Clearing The Air of Invisible Mold: Air Quality and Lift Tape Testing
We’ve all seen it. Moldy corners in bathrooms or basements. Bits of mold here and there that are quickly scrubbed away. But did you know that mold produces spores small enough to float through the air? What happens next depends on where these traveling spores land.
Mold is an essential part of the earth’s ecology and is vital for the natural balance of elements. However, mold can become toxic if densely accumulated.
Mold can grow anywhere there is moisture. Typically, dark areas with little ventilation stay damp longer than others. So, we tend to think of bathroom or basement corners when envisioning where mold might grow within our homes. But how about a slow water leak in between drywall or under a carpet pad? Or poor ventilation in an attic, leaving a moist environment for mold to happily, and secretly, reproduce?
The Dangers of an Invisible Mold
Undetected mold can affect a number of things. Besides creating airborne spores, mold breaks down organic material, creating byproducts such as bacteria, chemicals, biotoxin gasses, and microscopic particles coming from the material on which the mold is growing.
These invisible culprits travel and make their way to our living space, where they mix with the air we breathe. People’s bodies can have any number of reactions to these foreign visitors, from mild runny noses to asthma symptoms, heightened anxiety, sleeplessness, exhaustion, and skin rashes. Household animals can also be affected.
How to Detect Invisible Mold
One of the fastest ways to detect hidden mold is with your nose. A musty, dank smell is common when damp spaces become overrun with mold. Often, older homes have odd smells that are chalked up to the age of the house when, in fact, there is invisible mold present. Additionally, we can become accustomed to these smells when exposed to them daily.

..............................

◆ ACTIVITY 1
According to the text on invisible mold, what is one of the fastest ways to detect hidden mold?
◆ ACTIVITY 2
Carry on with the text on invisible mold from the point where it stops.

◆ DATA EXCERPTS

..............................

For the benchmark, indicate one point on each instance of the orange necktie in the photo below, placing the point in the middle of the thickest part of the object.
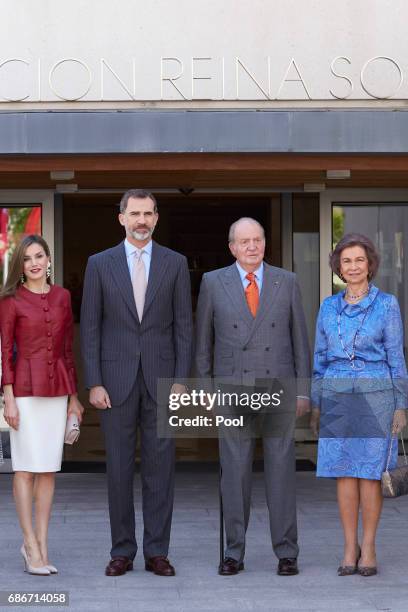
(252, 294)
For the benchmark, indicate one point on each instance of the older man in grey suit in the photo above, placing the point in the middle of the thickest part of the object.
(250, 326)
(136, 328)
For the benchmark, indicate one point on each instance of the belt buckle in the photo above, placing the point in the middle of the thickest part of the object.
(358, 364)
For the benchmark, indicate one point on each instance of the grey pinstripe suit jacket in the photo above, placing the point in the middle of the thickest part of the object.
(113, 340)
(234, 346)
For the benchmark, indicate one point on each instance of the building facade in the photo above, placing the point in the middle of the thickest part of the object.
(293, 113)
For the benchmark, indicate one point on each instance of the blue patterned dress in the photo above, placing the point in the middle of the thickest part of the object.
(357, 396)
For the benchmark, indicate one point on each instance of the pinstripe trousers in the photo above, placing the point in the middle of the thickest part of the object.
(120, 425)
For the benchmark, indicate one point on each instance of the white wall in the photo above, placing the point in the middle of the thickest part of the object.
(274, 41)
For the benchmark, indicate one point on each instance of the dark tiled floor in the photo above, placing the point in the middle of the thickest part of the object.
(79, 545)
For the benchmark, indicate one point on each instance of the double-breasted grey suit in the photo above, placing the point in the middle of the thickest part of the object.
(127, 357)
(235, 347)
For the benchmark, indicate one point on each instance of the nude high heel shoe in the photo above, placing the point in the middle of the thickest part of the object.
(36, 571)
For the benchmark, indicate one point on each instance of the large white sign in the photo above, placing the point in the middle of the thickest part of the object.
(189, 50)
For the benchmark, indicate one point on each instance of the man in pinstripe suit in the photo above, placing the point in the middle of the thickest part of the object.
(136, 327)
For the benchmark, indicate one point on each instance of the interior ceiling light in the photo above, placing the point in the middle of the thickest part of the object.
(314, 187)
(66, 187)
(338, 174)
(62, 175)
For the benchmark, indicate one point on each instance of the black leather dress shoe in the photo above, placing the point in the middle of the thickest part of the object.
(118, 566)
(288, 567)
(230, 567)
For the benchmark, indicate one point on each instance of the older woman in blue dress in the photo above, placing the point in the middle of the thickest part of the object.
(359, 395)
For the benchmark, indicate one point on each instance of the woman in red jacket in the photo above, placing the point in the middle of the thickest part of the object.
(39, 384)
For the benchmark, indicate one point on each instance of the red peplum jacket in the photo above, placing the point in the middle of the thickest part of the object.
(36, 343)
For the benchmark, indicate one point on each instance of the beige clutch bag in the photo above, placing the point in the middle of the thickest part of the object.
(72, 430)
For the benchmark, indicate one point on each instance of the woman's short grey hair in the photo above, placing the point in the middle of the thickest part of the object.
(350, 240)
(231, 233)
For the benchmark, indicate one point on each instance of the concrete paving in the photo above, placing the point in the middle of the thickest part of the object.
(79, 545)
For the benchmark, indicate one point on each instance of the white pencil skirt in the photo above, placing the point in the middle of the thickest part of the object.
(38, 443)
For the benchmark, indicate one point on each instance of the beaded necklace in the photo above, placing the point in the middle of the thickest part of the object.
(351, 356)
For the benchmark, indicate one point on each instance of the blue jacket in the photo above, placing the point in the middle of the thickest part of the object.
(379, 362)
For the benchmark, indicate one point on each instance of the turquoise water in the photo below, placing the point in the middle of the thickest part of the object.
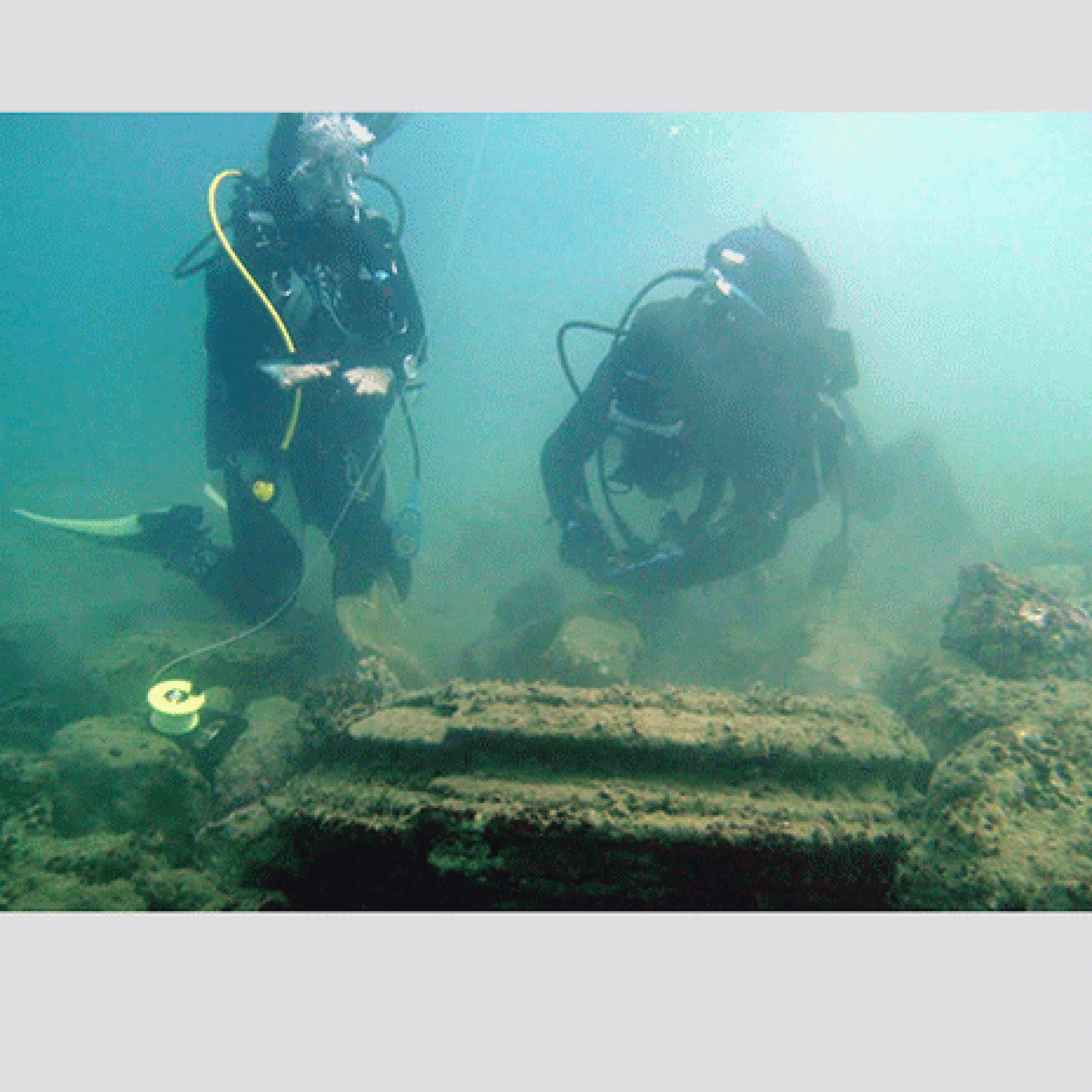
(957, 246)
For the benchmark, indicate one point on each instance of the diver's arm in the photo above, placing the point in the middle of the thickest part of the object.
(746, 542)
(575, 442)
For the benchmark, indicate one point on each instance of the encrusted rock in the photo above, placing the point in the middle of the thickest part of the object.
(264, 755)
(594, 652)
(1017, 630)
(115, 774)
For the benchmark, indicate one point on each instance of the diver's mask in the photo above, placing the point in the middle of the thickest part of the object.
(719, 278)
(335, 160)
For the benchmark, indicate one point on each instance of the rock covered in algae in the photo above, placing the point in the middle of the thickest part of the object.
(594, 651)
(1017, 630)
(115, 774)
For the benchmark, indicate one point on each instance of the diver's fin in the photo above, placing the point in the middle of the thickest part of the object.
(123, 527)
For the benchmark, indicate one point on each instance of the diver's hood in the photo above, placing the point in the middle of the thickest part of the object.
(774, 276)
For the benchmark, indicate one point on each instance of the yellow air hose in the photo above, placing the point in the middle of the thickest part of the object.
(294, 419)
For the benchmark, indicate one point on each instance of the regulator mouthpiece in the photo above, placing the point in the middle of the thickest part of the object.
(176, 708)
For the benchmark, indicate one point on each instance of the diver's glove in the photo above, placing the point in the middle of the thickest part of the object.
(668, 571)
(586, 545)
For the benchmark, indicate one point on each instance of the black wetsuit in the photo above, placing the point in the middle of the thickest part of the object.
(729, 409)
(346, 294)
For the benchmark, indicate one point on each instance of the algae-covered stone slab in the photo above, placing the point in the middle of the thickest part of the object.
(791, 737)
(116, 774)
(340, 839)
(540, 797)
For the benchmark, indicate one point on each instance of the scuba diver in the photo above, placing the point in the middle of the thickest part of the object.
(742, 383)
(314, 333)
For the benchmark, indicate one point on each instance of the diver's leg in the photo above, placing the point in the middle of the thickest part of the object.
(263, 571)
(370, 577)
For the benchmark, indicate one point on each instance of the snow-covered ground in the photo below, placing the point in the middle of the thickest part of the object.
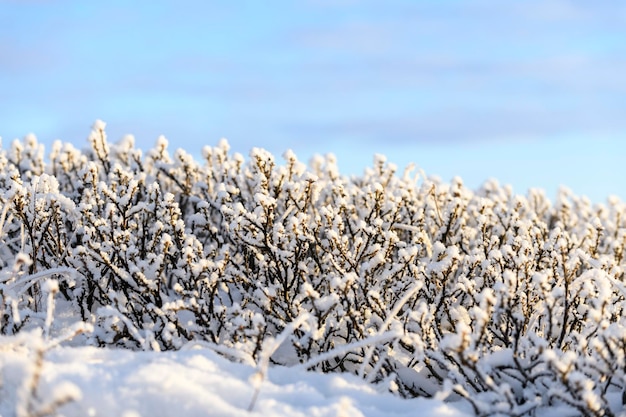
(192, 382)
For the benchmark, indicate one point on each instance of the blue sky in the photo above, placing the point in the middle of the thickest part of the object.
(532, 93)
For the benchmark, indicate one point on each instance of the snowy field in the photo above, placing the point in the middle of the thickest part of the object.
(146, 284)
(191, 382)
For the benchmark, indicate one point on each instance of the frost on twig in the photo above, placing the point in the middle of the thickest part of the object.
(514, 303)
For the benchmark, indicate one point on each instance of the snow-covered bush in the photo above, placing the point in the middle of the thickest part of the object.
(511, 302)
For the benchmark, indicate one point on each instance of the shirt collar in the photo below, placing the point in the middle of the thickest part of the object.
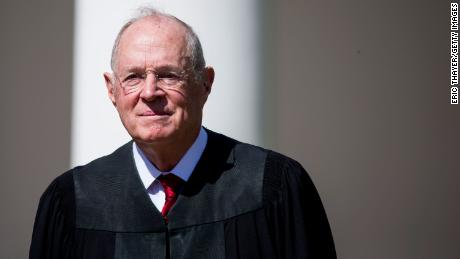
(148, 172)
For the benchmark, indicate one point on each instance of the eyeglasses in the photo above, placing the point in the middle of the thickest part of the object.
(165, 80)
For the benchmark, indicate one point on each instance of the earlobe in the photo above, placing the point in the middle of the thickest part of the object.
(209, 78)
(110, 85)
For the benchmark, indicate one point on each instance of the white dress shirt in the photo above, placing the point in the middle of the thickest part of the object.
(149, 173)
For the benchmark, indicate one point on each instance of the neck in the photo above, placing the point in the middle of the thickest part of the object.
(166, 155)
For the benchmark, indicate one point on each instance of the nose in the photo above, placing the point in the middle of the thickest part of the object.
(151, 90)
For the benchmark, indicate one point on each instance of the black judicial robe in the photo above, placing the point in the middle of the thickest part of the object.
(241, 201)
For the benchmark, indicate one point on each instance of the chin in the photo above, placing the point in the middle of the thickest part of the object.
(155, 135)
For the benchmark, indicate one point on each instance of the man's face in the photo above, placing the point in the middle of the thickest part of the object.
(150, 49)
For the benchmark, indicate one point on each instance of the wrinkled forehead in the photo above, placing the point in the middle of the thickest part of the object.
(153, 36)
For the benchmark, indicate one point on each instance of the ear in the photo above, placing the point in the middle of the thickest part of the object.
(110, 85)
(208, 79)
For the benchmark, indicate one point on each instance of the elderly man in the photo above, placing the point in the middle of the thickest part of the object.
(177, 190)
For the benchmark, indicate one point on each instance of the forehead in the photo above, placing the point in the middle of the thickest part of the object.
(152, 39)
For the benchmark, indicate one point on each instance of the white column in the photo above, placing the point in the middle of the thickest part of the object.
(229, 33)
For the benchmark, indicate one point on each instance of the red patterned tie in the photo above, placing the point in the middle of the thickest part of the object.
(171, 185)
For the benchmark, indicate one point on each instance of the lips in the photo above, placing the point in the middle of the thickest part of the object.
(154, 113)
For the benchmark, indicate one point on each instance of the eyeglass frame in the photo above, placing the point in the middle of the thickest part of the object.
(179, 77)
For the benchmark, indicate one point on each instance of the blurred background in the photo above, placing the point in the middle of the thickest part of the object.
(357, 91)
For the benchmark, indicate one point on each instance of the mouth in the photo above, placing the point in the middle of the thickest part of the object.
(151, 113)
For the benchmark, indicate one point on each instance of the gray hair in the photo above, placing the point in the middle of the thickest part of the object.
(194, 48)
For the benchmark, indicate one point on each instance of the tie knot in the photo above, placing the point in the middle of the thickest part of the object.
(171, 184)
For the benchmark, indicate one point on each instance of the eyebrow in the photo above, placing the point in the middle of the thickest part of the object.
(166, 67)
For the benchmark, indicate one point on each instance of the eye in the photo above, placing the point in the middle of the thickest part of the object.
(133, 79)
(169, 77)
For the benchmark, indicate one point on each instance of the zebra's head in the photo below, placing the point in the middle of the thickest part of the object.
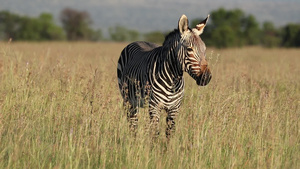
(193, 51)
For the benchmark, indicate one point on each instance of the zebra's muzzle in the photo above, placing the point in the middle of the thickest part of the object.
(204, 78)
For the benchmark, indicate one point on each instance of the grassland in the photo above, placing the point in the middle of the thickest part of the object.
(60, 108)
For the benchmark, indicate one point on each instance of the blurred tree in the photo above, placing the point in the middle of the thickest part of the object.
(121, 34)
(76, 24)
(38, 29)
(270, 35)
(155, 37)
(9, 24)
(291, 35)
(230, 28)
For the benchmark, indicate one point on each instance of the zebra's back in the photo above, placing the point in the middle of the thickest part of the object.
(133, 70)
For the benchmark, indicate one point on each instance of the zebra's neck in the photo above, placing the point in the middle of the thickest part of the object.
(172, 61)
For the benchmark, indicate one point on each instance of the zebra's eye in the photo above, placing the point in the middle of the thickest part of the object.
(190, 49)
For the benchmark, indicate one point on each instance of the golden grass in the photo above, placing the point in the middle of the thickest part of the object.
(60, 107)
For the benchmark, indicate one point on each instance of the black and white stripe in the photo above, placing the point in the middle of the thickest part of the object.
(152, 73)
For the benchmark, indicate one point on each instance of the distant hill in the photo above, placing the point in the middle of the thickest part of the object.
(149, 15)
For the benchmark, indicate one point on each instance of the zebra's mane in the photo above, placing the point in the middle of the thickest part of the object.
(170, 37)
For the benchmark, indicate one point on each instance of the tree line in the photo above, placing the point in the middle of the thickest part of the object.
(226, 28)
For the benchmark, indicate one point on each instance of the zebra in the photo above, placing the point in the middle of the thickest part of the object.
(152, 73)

..............................

◆ WRITTEN REPLY 1
One of the fastest ways to detect hidden mold is with your nose.

◆ WRITTEN REPLY 2
The single best way to detect invisible mold is with an air quality test. It involves capturing the air of your home within a container treated with a filter. This filter catches mold spores and is examined under a microscope by an independent, certified laboratory. This examination is what determines which families of mold exist – and at which levels.
A lift-tape test is also beneficial for detecting invisible mold that has settled onto surfaces. Placing a piece of the specialized tape onto the surface and lifting it will trap mold within its sticky surface. The tape is examined under the same microscope system as the mold air test.
Home maintenance is the first step to reducing the risk of excess mold in the home. Fixing leaky pipes or faucets and ensuring that air venting appropriately directs outside are two basic but important steps to take.
Keeping your home’s humidity at approximately 40% and regular use of air purifiers are also key methods of ensuring that the air you breathe is the purest it can be.